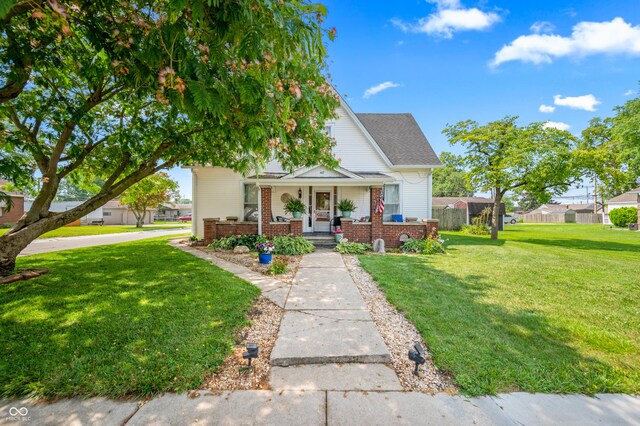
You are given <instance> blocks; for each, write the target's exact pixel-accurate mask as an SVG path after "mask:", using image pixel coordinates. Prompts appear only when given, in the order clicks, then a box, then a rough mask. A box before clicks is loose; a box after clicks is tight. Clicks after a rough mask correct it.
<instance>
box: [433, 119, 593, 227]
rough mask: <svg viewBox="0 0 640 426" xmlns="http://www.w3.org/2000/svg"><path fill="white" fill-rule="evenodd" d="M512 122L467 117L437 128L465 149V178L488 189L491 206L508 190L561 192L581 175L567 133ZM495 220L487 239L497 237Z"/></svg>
mask: <svg viewBox="0 0 640 426" xmlns="http://www.w3.org/2000/svg"><path fill="white" fill-rule="evenodd" d="M516 120H517V117H508V116H507V117H505V118H503V119H502V120H497V121H493V122H490V123H488V124H486V125H484V126H480V125H479V124H478V123H477V122H475V121H472V120H467V121H461V122H459V123H457V124H455V125H449V126H447V127H446V128H445V129H444V130H443V133H444V134H446V135H447V137H448V138H449V142H450V143H451V144H453V145H456V144H460V145H462V146H463V147H464V148H465V156H464V165H465V166H466V168H467V170H468V174H469V179H470V182H471V184H472V185H473V186H474V187H475V188H478V189H479V190H481V191H489V190H492V191H493V193H494V194H495V206H494V207H498V206H499V203H500V202H501V199H502V197H504V195H505V194H506V193H507V192H509V191H514V190H515V191H527V192H528V193H529V194H531V195H533V196H535V197H544V196H547V195H548V194H550V193H551V194H556V193H562V192H565V191H566V190H567V189H568V188H569V186H570V185H571V184H572V183H574V182H576V181H578V180H579V179H580V178H581V175H582V171H583V167H582V165H581V162H580V161H579V158H578V156H577V154H576V140H575V137H574V136H573V135H572V134H571V133H569V132H567V131H563V130H558V129H555V128H549V127H545V125H544V123H532V124H530V125H528V126H525V127H520V126H518V124H517V123H516ZM498 221H499V216H498V215H495V217H494V218H493V223H492V224H491V238H492V239H497V238H498V226H499V224H498Z"/></svg>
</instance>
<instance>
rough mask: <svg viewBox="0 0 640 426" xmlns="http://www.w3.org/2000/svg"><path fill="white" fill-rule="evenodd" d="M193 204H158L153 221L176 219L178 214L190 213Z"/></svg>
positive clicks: (164, 220) (166, 203) (192, 206)
mask: <svg viewBox="0 0 640 426" xmlns="http://www.w3.org/2000/svg"><path fill="white" fill-rule="evenodd" d="M192 211H193V206H192V205H191V204H180V203H165V204H160V205H158V210H157V211H156V214H155V217H154V220H155V221H169V222H171V221H173V222H175V221H176V220H178V218H179V217H180V216H185V215H187V214H190V213H192Z"/></svg>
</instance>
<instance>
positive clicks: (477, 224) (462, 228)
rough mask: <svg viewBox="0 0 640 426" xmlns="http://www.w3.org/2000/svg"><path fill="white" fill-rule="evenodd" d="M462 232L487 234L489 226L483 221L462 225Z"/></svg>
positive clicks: (475, 233) (488, 233) (464, 232)
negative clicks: (477, 223)
mask: <svg viewBox="0 0 640 426" xmlns="http://www.w3.org/2000/svg"><path fill="white" fill-rule="evenodd" d="M462 233H463V234H468V235H489V234H490V233H491V228H489V226H487V225H485V224H483V223H478V224H475V225H462Z"/></svg>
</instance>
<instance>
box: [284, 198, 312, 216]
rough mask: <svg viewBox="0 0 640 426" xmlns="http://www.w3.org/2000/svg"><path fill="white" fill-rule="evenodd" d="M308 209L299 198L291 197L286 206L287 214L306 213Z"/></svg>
mask: <svg viewBox="0 0 640 426" xmlns="http://www.w3.org/2000/svg"><path fill="white" fill-rule="evenodd" d="M306 209H307V207H306V206H305V205H304V203H303V202H302V200H301V199H300V198H297V197H291V198H289V199H288V200H287V202H286V203H285V204H284V211H285V212H287V213H292V214H293V213H304V212H305V211H306Z"/></svg>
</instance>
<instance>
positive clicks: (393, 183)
mask: <svg viewBox="0 0 640 426" xmlns="http://www.w3.org/2000/svg"><path fill="white" fill-rule="evenodd" d="M394 214H400V184H397V183H391V184H385V185H384V213H382V220H383V221H384V222H391V221H392V216H393V215H394Z"/></svg>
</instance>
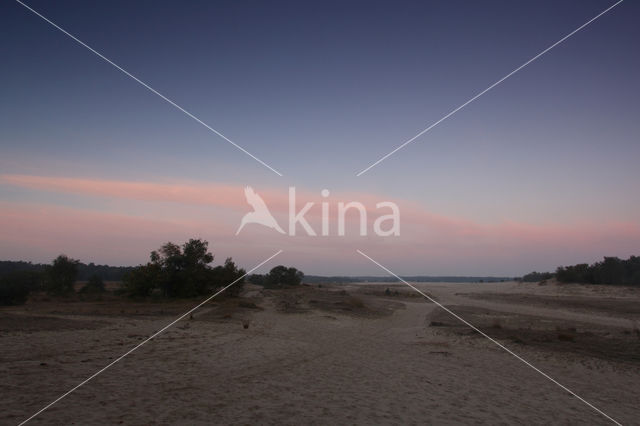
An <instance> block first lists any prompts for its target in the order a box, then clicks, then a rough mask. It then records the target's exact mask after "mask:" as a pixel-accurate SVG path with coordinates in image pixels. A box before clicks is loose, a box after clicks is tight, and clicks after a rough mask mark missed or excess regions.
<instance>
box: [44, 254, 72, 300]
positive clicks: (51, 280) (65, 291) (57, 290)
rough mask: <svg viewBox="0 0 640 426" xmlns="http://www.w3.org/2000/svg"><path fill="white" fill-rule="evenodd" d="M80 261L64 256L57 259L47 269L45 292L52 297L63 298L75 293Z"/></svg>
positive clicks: (54, 260)
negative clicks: (52, 295) (63, 295)
mask: <svg viewBox="0 0 640 426" xmlns="http://www.w3.org/2000/svg"><path fill="white" fill-rule="evenodd" d="M79 263H80V261H79V260H76V259H71V258H70V257H67V256H66V255H64V254H61V255H60V256H58V257H56V258H55V259H54V260H53V262H52V264H51V265H50V266H48V267H47V280H46V284H45V290H46V291H47V293H49V294H52V295H58V296H63V295H66V294H69V293H71V292H73V284H74V283H75V281H76V277H77V275H78V264H79Z"/></svg>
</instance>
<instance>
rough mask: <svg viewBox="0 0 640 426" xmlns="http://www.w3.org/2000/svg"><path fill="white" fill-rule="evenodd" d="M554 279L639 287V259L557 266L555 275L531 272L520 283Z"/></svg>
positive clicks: (612, 260)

Problem to solve => The listing must be returned in full and exactly, apart from its pictures.

Solution for this task =>
You are given <instance> blocks; for each, write the target's exact pixel-accurate mask as an SVG path after "mask:", using image pixel coordinates. Prompts appear only when given, in the order clicks, then a box, then a rough mask. A box before clicks is loose; a box after clicks is tight. Clicks after a rough mask correct it.
<instance>
box: [433, 119, 593, 227]
rough mask: <svg viewBox="0 0 640 426" xmlns="http://www.w3.org/2000/svg"><path fill="white" fill-rule="evenodd" d="M512 122L467 117L437 128L465 149V178L488 189L491 206L508 190L561 192L581 175L567 133ZM495 220L487 239L497 237Z"/></svg>
mask: <svg viewBox="0 0 640 426" xmlns="http://www.w3.org/2000/svg"><path fill="white" fill-rule="evenodd" d="M516 120H517V117H508V116H507V117H505V118H503V119H502V120H497V121H493V122H490V123H488V124H486V125H484V126H480V125H479V124H478V123H477V122H475V121H472V120H467V121H461V122H459V123H457V124H455V125H449V126H447V127H446V128H445V129H444V130H443V133H444V134H446V135H447V137H448V138H449V142H450V143H451V144H453V145H456V144H460V145H462V146H463V147H464V148H465V156H464V165H465V166H466V168H467V170H468V174H469V179H470V182H471V184H472V185H473V186H474V187H475V188H478V189H479V190H481V191H489V190H492V191H493V193H494V194H495V206H494V207H498V206H499V203H500V202H501V199H502V197H504V195H505V194H506V193H507V192H509V191H514V190H515V191H527V192H528V193H529V194H531V195H533V196H535V197H544V196H547V195H548V194H550V193H551V194H556V193H562V192H565V191H566V190H567V189H568V188H569V186H570V185H571V184H572V183H574V182H576V181H578V180H579V179H580V178H581V175H582V171H583V167H582V165H581V162H580V161H579V158H578V156H577V154H576V140H575V137H574V136H573V135H572V134H571V133H569V132H567V131H563V130H558V129H555V128H549V127H545V125H544V123H532V124H530V125H528V126H525V127H520V126H518V124H517V123H516ZM498 221H499V216H498V215H495V217H494V218H493V223H492V224H491V238H492V239H497V238H498V226H499V224H498Z"/></svg>
</instance>
<instance>
rough mask: <svg viewBox="0 0 640 426" xmlns="http://www.w3.org/2000/svg"><path fill="white" fill-rule="evenodd" d="M193 204H158L153 221L176 219L178 214L190 213Z"/></svg>
positive clicks: (164, 220) (166, 203) (192, 206)
mask: <svg viewBox="0 0 640 426" xmlns="http://www.w3.org/2000/svg"><path fill="white" fill-rule="evenodd" d="M192 211H193V206H192V205H191V204H180V203H165V204H160V205H158V210H157V211H156V214H155V217H154V220H155V221H169V222H171V221H173V222H175V221H176V220H178V218H179V217H180V216H185V215H187V214H190V213H192Z"/></svg>
</instance>
<instance>
positive clicks: (477, 224) (462, 228)
rough mask: <svg viewBox="0 0 640 426" xmlns="http://www.w3.org/2000/svg"><path fill="white" fill-rule="evenodd" d="M462 232L487 234L489 226L483 221L462 225Z"/></svg>
positive clicks: (475, 233) (488, 233) (464, 232)
negative clicks: (477, 223)
mask: <svg viewBox="0 0 640 426" xmlns="http://www.w3.org/2000/svg"><path fill="white" fill-rule="evenodd" d="M462 233H463V234H468V235H489V234H490V233H491V228H489V226H487V225H485V224H483V223H478V224H475V225H462Z"/></svg>
</instance>
<instance>
box: [284, 198, 312, 216]
rough mask: <svg viewBox="0 0 640 426" xmlns="http://www.w3.org/2000/svg"><path fill="white" fill-rule="evenodd" d="M308 209L299 198L291 197L286 206L287 214L306 213Z"/></svg>
mask: <svg viewBox="0 0 640 426" xmlns="http://www.w3.org/2000/svg"><path fill="white" fill-rule="evenodd" d="M306 209H307V207H306V206H305V205H304V203H303V202H302V200H301V199H300V198H297V197H291V198H289V199H288V200H287V202H286V203H285V204H284V211H285V212H287V213H292V214H293V213H304V212H305V211H306Z"/></svg>
</instance>
<instance>
positive clicks: (393, 183)
mask: <svg viewBox="0 0 640 426" xmlns="http://www.w3.org/2000/svg"><path fill="white" fill-rule="evenodd" d="M394 214H400V184H397V183H391V184H385V185H384V213H382V220H383V221H384V222H391V221H392V216H393V215H394Z"/></svg>
</instance>
An <instance> block first lists any prompts for its target in the order a box, then clicks, then a rough mask. It then records the target's exact mask after "mask:" as a pixel-accurate SVG path with coordinates in image pixels. A box before clicks is loose, a box after clicks is tight, and clicks after a rough mask mark missed or excess regions.
<instance>
box: [44, 254, 72, 300]
positive clicks: (51, 280) (65, 291) (57, 290)
rough mask: <svg viewBox="0 0 640 426" xmlns="http://www.w3.org/2000/svg"><path fill="white" fill-rule="evenodd" d="M80 261L64 256L57 259L47 269L45 292L52 297L63 298L75 293Z"/></svg>
positive clicks: (54, 260)
negative clicks: (52, 295) (63, 295)
mask: <svg viewBox="0 0 640 426" xmlns="http://www.w3.org/2000/svg"><path fill="white" fill-rule="evenodd" d="M79 263H80V261H79V260H76V259H71V258H70V257H67V256H66V255H64V254H61V255H60V256H58V257H56V258H55V259H54V260H53V262H52V264H51V265H50V266H48V267H47V280H46V284H45V290H46V291H47V293H49V294H52V295H58V296H63V295H66V294H69V293H71V292H73V284H74V283H75V281H76V277H77V275H78V264H79Z"/></svg>
</instance>
<instance>
rough mask: <svg viewBox="0 0 640 426" xmlns="http://www.w3.org/2000/svg"><path fill="white" fill-rule="evenodd" d="M554 279L639 287V259L557 266L555 275L531 272L520 283Z"/></svg>
positive clicks: (612, 260)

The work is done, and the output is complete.